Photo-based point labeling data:
:::

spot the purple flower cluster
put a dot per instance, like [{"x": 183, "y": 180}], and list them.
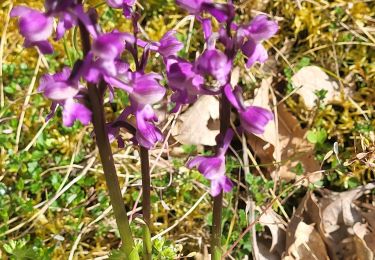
[
  {"x": 210, "y": 75},
  {"x": 103, "y": 63},
  {"x": 105, "y": 68}
]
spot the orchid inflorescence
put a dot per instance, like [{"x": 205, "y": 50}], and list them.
[
  {"x": 209, "y": 74},
  {"x": 105, "y": 68}
]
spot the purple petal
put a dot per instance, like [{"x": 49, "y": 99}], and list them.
[
  {"x": 211, "y": 167},
  {"x": 169, "y": 45},
  {"x": 222, "y": 12},
  {"x": 35, "y": 26},
  {"x": 226, "y": 184},
  {"x": 44, "y": 46},
  {"x": 109, "y": 46},
  {"x": 261, "y": 28},
  {"x": 215, "y": 188},
  {"x": 115, "y": 3},
  {"x": 147, "y": 134},
  {"x": 215, "y": 63},
  {"x": 231, "y": 97},
  {"x": 254, "y": 119},
  {"x": 66, "y": 22},
  {"x": 147, "y": 89},
  {"x": 75, "y": 111},
  {"x": 192, "y": 6},
  {"x": 60, "y": 91},
  {"x": 226, "y": 142},
  {"x": 197, "y": 160},
  {"x": 255, "y": 52},
  {"x": 207, "y": 28},
  {"x": 20, "y": 11}
]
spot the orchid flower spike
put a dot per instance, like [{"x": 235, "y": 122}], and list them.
[
  {"x": 35, "y": 26},
  {"x": 213, "y": 167},
  {"x": 253, "y": 119}
]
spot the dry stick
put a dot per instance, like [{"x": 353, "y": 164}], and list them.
[
  {"x": 146, "y": 186},
  {"x": 49, "y": 203},
  {"x": 146, "y": 197},
  {"x": 33, "y": 141},
  {"x": 26, "y": 103},
  {"x": 249, "y": 227},
  {"x": 2, "y": 44},
  {"x": 182, "y": 218},
  {"x": 102, "y": 216},
  {"x": 106, "y": 156}
]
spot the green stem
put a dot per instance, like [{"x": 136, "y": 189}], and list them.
[
  {"x": 105, "y": 152},
  {"x": 218, "y": 200},
  {"x": 146, "y": 186},
  {"x": 146, "y": 198}
]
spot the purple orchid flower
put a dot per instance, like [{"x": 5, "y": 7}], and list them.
[
  {"x": 168, "y": 46},
  {"x": 103, "y": 60},
  {"x": 253, "y": 119},
  {"x": 35, "y": 27},
  {"x": 222, "y": 12},
  {"x": 64, "y": 91},
  {"x": 213, "y": 167},
  {"x": 126, "y": 6},
  {"x": 214, "y": 63},
  {"x": 192, "y": 6},
  {"x": 260, "y": 29},
  {"x": 186, "y": 84},
  {"x": 145, "y": 91}
]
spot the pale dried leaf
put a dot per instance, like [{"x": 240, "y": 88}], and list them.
[
  {"x": 362, "y": 249},
  {"x": 199, "y": 125},
  {"x": 288, "y": 138},
  {"x": 310, "y": 79},
  {"x": 307, "y": 243},
  {"x": 274, "y": 223}
]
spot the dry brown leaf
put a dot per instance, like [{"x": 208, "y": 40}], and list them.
[
  {"x": 336, "y": 220},
  {"x": 310, "y": 79},
  {"x": 274, "y": 248},
  {"x": 307, "y": 243},
  {"x": 288, "y": 141},
  {"x": 360, "y": 231},
  {"x": 199, "y": 125}
]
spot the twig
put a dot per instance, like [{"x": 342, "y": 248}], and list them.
[
  {"x": 26, "y": 102},
  {"x": 180, "y": 219},
  {"x": 2, "y": 44},
  {"x": 54, "y": 198}
]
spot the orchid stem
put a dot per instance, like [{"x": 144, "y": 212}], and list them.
[
  {"x": 146, "y": 198},
  {"x": 218, "y": 200},
  {"x": 146, "y": 186},
  {"x": 105, "y": 152}
]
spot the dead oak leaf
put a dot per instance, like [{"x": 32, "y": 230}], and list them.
[
  {"x": 199, "y": 124},
  {"x": 287, "y": 139},
  {"x": 311, "y": 79}
]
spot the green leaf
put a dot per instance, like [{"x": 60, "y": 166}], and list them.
[
  {"x": 147, "y": 244},
  {"x": 317, "y": 136}
]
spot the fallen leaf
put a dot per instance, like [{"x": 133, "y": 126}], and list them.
[
  {"x": 360, "y": 231},
  {"x": 336, "y": 219},
  {"x": 288, "y": 143},
  {"x": 310, "y": 79},
  {"x": 307, "y": 243},
  {"x": 199, "y": 124},
  {"x": 271, "y": 249}
]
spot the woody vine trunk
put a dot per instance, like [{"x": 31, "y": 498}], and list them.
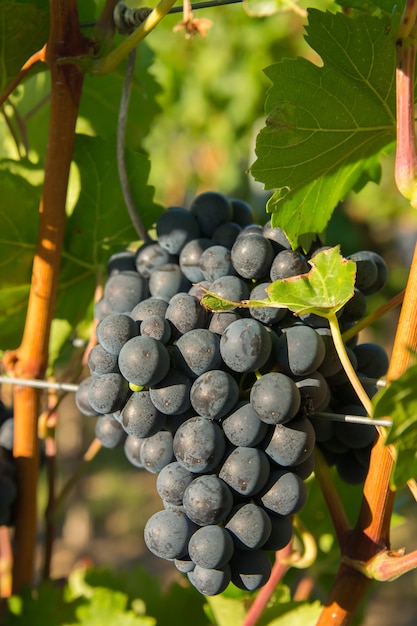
[{"x": 31, "y": 358}]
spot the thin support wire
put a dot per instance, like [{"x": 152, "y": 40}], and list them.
[
  {"x": 72, "y": 388},
  {"x": 121, "y": 156}
]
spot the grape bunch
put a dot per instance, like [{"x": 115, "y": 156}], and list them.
[
  {"x": 8, "y": 489},
  {"x": 220, "y": 406}
]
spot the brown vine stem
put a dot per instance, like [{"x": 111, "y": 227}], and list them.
[
  {"x": 371, "y": 534},
  {"x": 281, "y": 566},
  {"x": 331, "y": 496},
  {"x": 30, "y": 359}
]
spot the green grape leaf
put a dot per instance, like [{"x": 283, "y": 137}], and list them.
[
  {"x": 292, "y": 614},
  {"x": 47, "y": 606},
  {"x": 263, "y": 8},
  {"x": 23, "y": 31},
  {"x": 326, "y": 126},
  {"x": 399, "y": 401},
  {"x": 324, "y": 290},
  {"x": 108, "y": 606}
]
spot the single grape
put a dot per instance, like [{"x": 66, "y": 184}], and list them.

:::

- Problem -
Without the pictures, repeat all the records word for word.

- Worked solution -
spot the purple flower cluster
put a dot per instance, like [{"x": 183, "y": 180}], and list them.
[
  {"x": 210, "y": 75},
  {"x": 103, "y": 63},
  {"x": 105, "y": 68}
]
spot the orchid inflorescence
put a dot per instance, like [{"x": 205, "y": 50}], and list them.
[
  {"x": 209, "y": 74},
  {"x": 105, "y": 68}
]
spot the purple petal
put a dot per instance, like [{"x": 49, "y": 99}], and list them.
[
  {"x": 211, "y": 167},
  {"x": 169, "y": 45},
  {"x": 222, "y": 12},
  {"x": 35, "y": 26},
  {"x": 226, "y": 184},
  {"x": 44, "y": 46},
  {"x": 109, "y": 46},
  {"x": 261, "y": 28},
  {"x": 215, "y": 188},
  {"x": 115, "y": 3},
  {"x": 147, "y": 134},
  {"x": 215, "y": 63},
  {"x": 231, "y": 97},
  {"x": 254, "y": 119},
  {"x": 66, "y": 22},
  {"x": 147, "y": 89},
  {"x": 75, "y": 111},
  {"x": 192, "y": 6},
  {"x": 60, "y": 91},
  {"x": 226, "y": 142},
  {"x": 197, "y": 160},
  {"x": 255, "y": 52},
  {"x": 207, "y": 28},
  {"x": 20, "y": 11}
]
spot the orchid flower spike
put a dot per instance, like [{"x": 235, "y": 122}], and list them.
[
  {"x": 35, "y": 26},
  {"x": 213, "y": 167},
  {"x": 253, "y": 119}
]
spot the dry stick
put a dot per instance, like [{"x": 353, "y": 164}], and list them.
[
  {"x": 146, "y": 186},
  {"x": 49, "y": 203},
  {"x": 146, "y": 197},
  {"x": 33, "y": 141},
  {"x": 26, "y": 103},
  {"x": 249, "y": 227},
  {"x": 2, "y": 44},
  {"x": 182, "y": 218},
  {"x": 102, "y": 216},
  {"x": 106, "y": 156}
]
spot the green stem
put a dot per instance, like [{"x": 136, "y": 189}], and list them.
[
  {"x": 105, "y": 152},
  {"x": 218, "y": 200},
  {"x": 146, "y": 186},
  {"x": 146, "y": 198}
]
spot the purple orchid flower
put a dot per instance, like [{"x": 5, "y": 7}], and list them.
[
  {"x": 168, "y": 46},
  {"x": 103, "y": 60},
  {"x": 253, "y": 119},
  {"x": 35, "y": 27},
  {"x": 222, "y": 12},
  {"x": 64, "y": 91},
  {"x": 213, "y": 167},
  {"x": 126, "y": 6},
  {"x": 214, "y": 63},
  {"x": 192, "y": 6},
  {"x": 260, "y": 29},
  {"x": 186, "y": 84},
  {"x": 145, "y": 91}
]
spot the pale dried leaf
put a dot per instance, like [{"x": 240, "y": 88}], and list them.
[
  {"x": 362, "y": 249},
  {"x": 199, "y": 125},
  {"x": 288, "y": 138},
  {"x": 310, "y": 79},
  {"x": 307, "y": 243},
  {"x": 274, "y": 223}
]
spot the dry brown leaf
put a dot per instance, like [{"x": 208, "y": 40}], and list them.
[
  {"x": 336, "y": 220},
  {"x": 310, "y": 79},
  {"x": 274, "y": 248},
  {"x": 307, "y": 243},
  {"x": 288, "y": 141},
  {"x": 360, "y": 231},
  {"x": 199, "y": 125}
]
spot the twig
put a dot per instance, like [{"x": 342, "y": 248}], and list them.
[
  {"x": 26, "y": 102},
  {"x": 180, "y": 219},
  {"x": 2, "y": 44},
  {"x": 54, "y": 198}
]
spot the orchid stem
put a dot per instance, like [{"x": 144, "y": 212}], and list them.
[
  {"x": 146, "y": 198},
  {"x": 218, "y": 200},
  {"x": 146, "y": 186},
  {"x": 105, "y": 152}
]
spot the dead oak leaf
put a dot per instance, like [{"x": 32, "y": 230}], and list them.
[
  {"x": 199, "y": 124},
  {"x": 287, "y": 139},
  {"x": 311, "y": 79}
]
spot the green leaf
put a dot per instance, like [{"x": 60, "y": 166}], and list them.
[
  {"x": 147, "y": 244},
  {"x": 317, "y": 136}
]
spot the fallen leaf
put a dot per instance, like [{"x": 133, "y": 126}], and list them.
[
  {"x": 360, "y": 231},
  {"x": 336, "y": 219},
  {"x": 288, "y": 143},
  {"x": 310, "y": 79},
  {"x": 307, "y": 243},
  {"x": 199, "y": 124},
  {"x": 271, "y": 249}
]
spot the woody vine trunk
put a dot per instance, like [{"x": 31, "y": 498}], and list them.
[{"x": 31, "y": 358}]
spot the thin support wire
put a dot per instance, like [{"x": 152, "y": 40}], and list them.
[
  {"x": 72, "y": 388},
  {"x": 121, "y": 156}
]
spot the grape bunch
put a dot per instance, like [{"x": 115, "y": 156}], and list them.
[
  {"x": 8, "y": 489},
  {"x": 220, "y": 406}
]
spot the brown vine stem
put a dot per instance, like [{"x": 111, "y": 227}], and list them.
[
  {"x": 371, "y": 534},
  {"x": 281, "y": 566},
  {"x": 331, "y": 496},
  {"x": 30, "y": 359}
]
spot the green grape leaf
put a dot per instance, like [{"x": 283, "y": 137}], and list them.
[
  {"x": 292, "y": 614},
  {"x": 47, "y": 606},
  {"x": 263, "y": 8},
  {"x": 23, "y": 31},
  {"x": 326, "y": 126},
  {"x": 399, "y": 401},
  {"x": 324, "y": 290},
  {"x": 108, "y": 606}
]
spot the single grape
put a dot per instance, like [{"x": 66, "y": 184}], and list them.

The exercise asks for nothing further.